** Begin Provided data **

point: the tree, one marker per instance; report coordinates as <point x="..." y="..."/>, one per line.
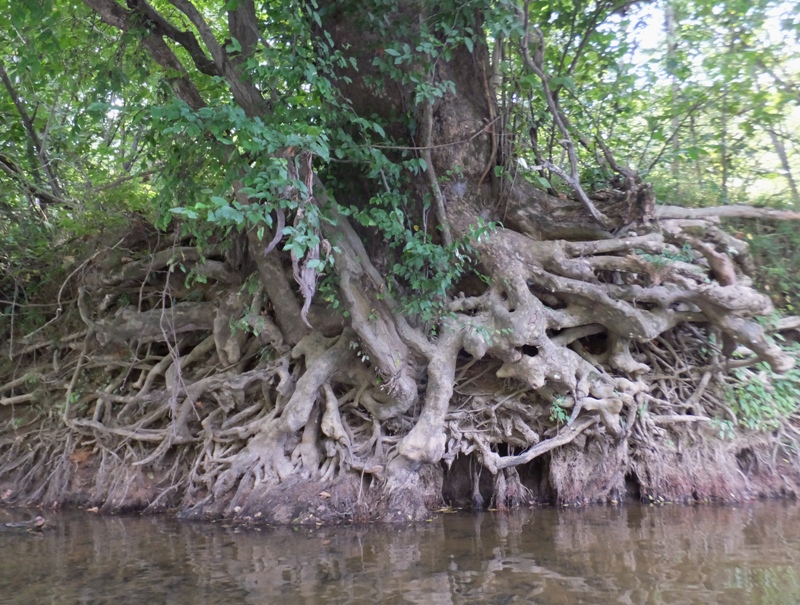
<point x="372" y="156"/>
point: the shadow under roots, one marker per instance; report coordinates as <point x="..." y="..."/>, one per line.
<point x="466" y="484"/>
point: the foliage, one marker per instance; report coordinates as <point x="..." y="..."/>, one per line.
<point x="776" y="250"/>
<point x="761" y="399"/>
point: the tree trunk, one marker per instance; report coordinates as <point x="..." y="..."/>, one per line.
<point x="555" y="366"/>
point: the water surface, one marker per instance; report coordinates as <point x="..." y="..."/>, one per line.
<point x="636" y="554"/>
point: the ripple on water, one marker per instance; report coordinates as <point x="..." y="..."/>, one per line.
<point x="669" y="555"/>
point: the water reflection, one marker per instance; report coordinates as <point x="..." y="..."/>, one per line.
<point x="632" y="555"/>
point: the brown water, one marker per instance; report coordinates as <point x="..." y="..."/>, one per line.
<point x="668" y="555"/>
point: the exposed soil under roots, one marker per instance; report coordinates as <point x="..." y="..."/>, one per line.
<point x="146" y="394"/>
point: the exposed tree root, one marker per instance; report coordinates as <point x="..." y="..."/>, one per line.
<point x="584" y="368"/>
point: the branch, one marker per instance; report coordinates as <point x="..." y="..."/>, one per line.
<point x="27" y="122"/>
<point x="736" y="211"/>
<point x="213" y="46"/>
<point x="441" y="213"/>
<point x="535" y="64"/>
<point x="115" y="15"/>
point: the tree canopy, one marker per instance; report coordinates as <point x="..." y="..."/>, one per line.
<point x="375" y="245"/>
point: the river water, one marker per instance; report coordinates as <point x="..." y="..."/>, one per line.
<point x="630" y="555"/>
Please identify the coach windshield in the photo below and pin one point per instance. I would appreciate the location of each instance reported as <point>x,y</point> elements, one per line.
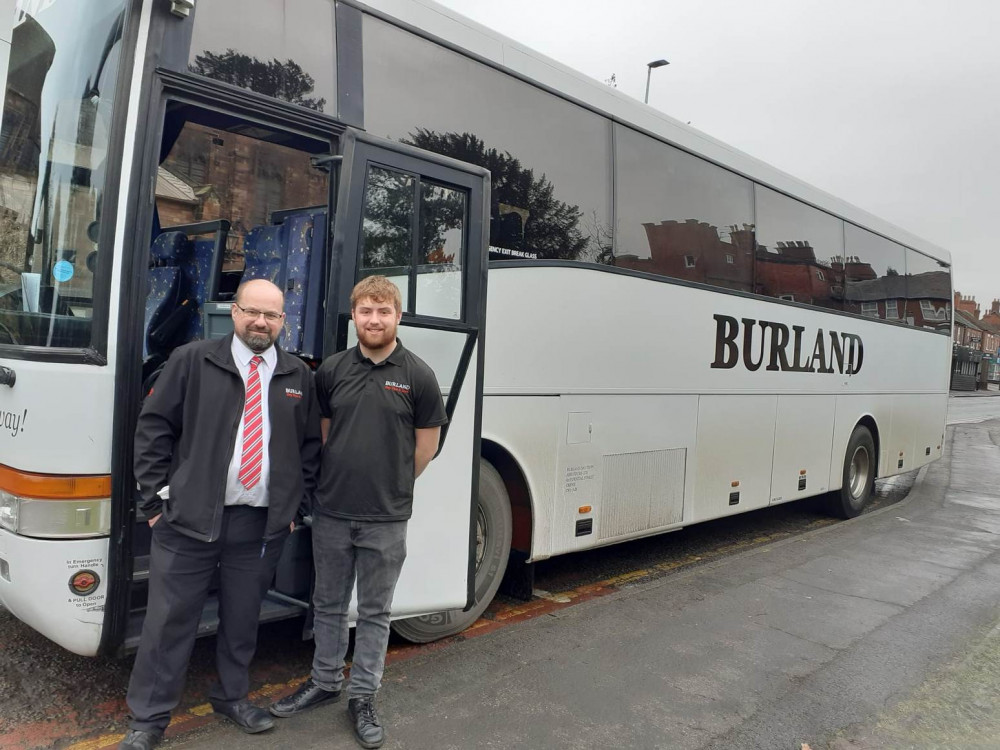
<point>53,146</point>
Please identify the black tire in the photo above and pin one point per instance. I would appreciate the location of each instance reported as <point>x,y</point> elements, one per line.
<point>860,463</point>
<point>494,532</point>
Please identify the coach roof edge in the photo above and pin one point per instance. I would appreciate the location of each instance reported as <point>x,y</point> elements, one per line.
<point>463,33</point>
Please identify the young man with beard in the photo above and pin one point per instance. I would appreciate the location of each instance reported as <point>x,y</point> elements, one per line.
<point>226,453</point>
<point>382,416</point>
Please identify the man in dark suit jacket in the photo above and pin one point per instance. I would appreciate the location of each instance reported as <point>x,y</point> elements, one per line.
<point>226,456</point>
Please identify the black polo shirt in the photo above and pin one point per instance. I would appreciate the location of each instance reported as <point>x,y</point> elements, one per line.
<point>367,469</point>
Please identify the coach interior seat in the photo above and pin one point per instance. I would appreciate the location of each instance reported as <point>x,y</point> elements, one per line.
<point>198,270</point>
<point>290,254</point>
<point>303,282</point>
<point>168,304</point>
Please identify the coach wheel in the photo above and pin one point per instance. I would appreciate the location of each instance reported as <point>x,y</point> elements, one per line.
<point>493,531</point>
<point>859,475</point>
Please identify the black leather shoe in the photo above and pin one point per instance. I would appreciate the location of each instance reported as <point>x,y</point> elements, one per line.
<point>367,726</point>
<point>136,739</point>
<point>246,716</point>
<point>309,695</point>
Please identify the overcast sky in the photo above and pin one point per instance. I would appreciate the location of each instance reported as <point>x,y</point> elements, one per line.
<point>892,105</point>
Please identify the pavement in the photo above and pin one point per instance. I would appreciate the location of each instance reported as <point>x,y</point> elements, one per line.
<point>880,632</point>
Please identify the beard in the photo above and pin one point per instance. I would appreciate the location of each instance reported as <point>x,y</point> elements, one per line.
<point>257,341</point>
<point>377,339</point>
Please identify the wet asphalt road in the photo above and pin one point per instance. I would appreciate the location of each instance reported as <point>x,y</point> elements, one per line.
<point>44,689</point>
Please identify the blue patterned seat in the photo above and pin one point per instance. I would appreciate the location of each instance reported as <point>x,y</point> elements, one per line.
<point>290,255</point>
<point>198,271</point>
<point>167,304</point>
<point>304,282</point>
<point>264,254</point>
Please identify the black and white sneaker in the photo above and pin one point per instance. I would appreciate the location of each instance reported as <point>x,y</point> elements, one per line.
<point>367,726</point>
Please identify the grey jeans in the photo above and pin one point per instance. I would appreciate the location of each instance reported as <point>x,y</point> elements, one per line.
<point>373,553</point>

** End Provided data **

**Written problem:** Reproduce every item above verbatim, omitting the pictures.

**Answer to this problem:**
point: the tree, one marker per instance; report coordinates as <point x="..." y="..."/>, one per line.
<point x="372" y="156"/>
point: the shadow under roots, one marker per instance; report coordinates as <point x="..." y="..."/>, one per line.
<point x="466" y="484"/>
point: the foliage, one marker per instance; report coordinates as <point x="..." y="..."/>, one per line.
<point x="776" y="250"/>
<point x="761" y="399"/>
point: the tree trunk, one marker per instance; report coordinates as <point x="..." y="..."/>, one per line.
<point x="555" y="366"/>
point: the water surface, one marker per instance; report coordinates as <point x="..." y="..."/>, one per line.
<point x="636" y="554"/>
point: the ripple on water, one marker per instance; report coordinates as <point x="..." y="..."/>, one per line.
<point x="669" y="555"/>
point: the water reflection, one marker per instance; report coordinates as <point x="..." y="..."/>, one per line.
<point x="632" y="555"/>
point: the brown water, one marker per instance; report coordinates as <point x="..." y="..."/>, one per line.
<point x="668" y="555"/>
point: the exposed soil under roots, one marker per instance; report coordinates as <point x="..." y="..."/>, one per line.
<point x="146" y="394"/>
point: the exposed tree root, one marker per instance; report coordinates as <point x="..." y="..."/>, one per line.
<point x="584" y="368"/>
point: the branch, one marker per instance; report coordinates as <point x="..." y="..."/>, one per line.
<point x="27" y="122"/>
<point x="736" y="211"/>
<point x="213" y="46"/>
<point x="441" y="213"/>
<point x="535" y="64"/>
<point x="115" y="15"/>
point: the tree canopy, one marker per instance; report coordinates as <point x="..." y="..."/>, one per line.
<point x="375" y="245"/>
point: the river water, one marker per instance; report coordinates as <point x="..." y="..."/>, one per line.
<point x="630" y="555"/>
Please identify the coach windshield in the photo below and pin one point per instance. I would appreciate the location of each instance reported as <point>x,y</point> elements, one per line.
<point>53,146</point>
Please identify the black tire in the photo above and pin one point per instance. I would appreciate the location of each instance reported as <point>x,y</point> elements, one per line.
<point>860,463</point>
<point>494,532</point>
Please identify the coach roof edge in the photo above and pin one point per instance. I would appreciate the location of each instance reported as <point>x,y</point> elements, one per line.
<point>463,33</point>
Please identify the young man with beard in the photo above and pin one point per instance. I would appreciate the location of each instance reported as <point>x,y</point> elements, one per line.
<point>226,453</point>
<point>382,416</point>
Please identify the man in dark suit jacket in the photo above and pin one point per instance. I would appreciate the location of each instance reported as <point>x,y</point> elements, one per line.
<point>226,456</point>
Please identify the black polo shirt in the photo above and pin one point per instance. I would appreciate the location of each instance reported as <point>x,y</point> elements, one per line.
<point>367,469</point>
Please identify the coach interior seat in the photo above and pin one point per instance. I would appreciate the location of each instance reported as <point>x,y</point> elements, one per line.
<point>198,270</point>
<point>290,254</point>
<point>303,282</point>
<point>168,304</point>
Please identify the coach wheel in the photo above and pin one point per instance. I would appreciate the location of each instance reported as <point>x,y</point> elements, one per line.
<point>493,531</point>
<point>859,475</point>
Please identify the black leather shoe in the photo above and pin one point per instance. I would appreciate the location of each instance reported as <point>x,y</point> elements, one per line.
<point>367,726</point>
<point>136,739</point>
<point>246,716</point>
<point>309,695</point>
Please identify the overcast sky in the photo above and pin one point per instance. I would appreciate the location of each instance reported as <point>x,y</point> elements, one per line.
<point>892,105</point>
Please identify the pavement in the photo above and pin one point per instance. I would appreciate the location of each instance reported as <point>x,y</point> elements, one per line.
<point>880,632</point>
Please identify the beard in the photo above and pin one point per instance. I would appreciate the location of each instance reported as <point>x,y</point> elements, one per line.
<point>257,341</point>
<point>377,339</point>
Please identify the wet asphalt road in the photo above and pin one point per instance. I would appreciate the location of each instance reported as <point>x,y</point> elements, one per line.
<point>44,689</point>
Please identify the blue patterned seat in the photo above and pin one point per instance. I would appreciate the location of each instance reported as <point>x,y</point> elements, one per line.
<point>290,255</point>
<point>198,271</point>
<point>167,304</point>
<point>304,282</point>
<point>264,254</point>
Please identify the black and white sneaker in the photo above and pin one point per instance. I would appreciate the location of each instance reported as <point>x,y</point> elements, one per line.
<point>367,726</point>
Please identify the grey jeans in the photo above and pin one point per instance. I would appreciate the location of each instance reported as <point>x,y</point> elements, one per line.
<point>373,553</point>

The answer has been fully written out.